> **Problem requirements**: Lines with the word "metal" are the ones wanted. Copy each of them from the entries below.

——————————

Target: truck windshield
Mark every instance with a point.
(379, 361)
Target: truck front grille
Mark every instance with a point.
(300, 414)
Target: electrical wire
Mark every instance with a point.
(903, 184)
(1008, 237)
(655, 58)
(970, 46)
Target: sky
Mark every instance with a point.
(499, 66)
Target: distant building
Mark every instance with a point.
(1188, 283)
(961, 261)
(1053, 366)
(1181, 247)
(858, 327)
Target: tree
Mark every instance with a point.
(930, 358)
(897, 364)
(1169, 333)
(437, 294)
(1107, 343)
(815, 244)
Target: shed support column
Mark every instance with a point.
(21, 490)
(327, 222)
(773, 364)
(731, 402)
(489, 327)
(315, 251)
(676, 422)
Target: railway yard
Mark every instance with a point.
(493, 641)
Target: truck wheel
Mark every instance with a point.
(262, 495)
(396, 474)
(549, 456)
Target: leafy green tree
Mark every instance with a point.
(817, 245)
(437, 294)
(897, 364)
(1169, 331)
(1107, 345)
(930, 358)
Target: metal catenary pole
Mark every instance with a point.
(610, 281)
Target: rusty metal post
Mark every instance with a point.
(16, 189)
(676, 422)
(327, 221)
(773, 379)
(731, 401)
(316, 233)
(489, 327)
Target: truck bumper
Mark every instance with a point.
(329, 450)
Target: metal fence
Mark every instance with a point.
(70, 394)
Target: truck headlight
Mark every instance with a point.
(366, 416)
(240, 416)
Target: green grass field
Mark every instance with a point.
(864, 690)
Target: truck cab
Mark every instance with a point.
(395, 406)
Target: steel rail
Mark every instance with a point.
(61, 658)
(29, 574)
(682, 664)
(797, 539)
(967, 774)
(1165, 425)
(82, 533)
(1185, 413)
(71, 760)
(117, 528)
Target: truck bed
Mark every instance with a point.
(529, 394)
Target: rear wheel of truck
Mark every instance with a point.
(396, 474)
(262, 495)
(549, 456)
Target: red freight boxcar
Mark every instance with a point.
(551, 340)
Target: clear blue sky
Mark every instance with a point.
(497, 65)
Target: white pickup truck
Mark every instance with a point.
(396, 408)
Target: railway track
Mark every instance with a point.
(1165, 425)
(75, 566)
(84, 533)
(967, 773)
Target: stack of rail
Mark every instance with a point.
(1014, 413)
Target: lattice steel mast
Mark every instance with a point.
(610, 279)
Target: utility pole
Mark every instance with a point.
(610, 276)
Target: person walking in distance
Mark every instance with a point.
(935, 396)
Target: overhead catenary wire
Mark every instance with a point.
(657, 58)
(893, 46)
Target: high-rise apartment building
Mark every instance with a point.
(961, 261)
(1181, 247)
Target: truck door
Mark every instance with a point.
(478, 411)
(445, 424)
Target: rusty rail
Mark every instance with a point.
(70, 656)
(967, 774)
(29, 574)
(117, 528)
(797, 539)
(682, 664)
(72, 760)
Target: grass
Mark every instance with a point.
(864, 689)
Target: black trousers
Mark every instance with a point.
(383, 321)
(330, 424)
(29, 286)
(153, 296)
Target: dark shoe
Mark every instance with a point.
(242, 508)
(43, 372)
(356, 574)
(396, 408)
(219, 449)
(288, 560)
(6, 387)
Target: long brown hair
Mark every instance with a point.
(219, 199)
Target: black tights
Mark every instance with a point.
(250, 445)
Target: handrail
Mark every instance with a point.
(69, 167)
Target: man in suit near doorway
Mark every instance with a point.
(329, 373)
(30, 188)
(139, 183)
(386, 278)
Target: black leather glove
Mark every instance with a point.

——————————

> **Response to this task**:
Target: metal catenary pole
Target: rusty metal post
Target: metal fence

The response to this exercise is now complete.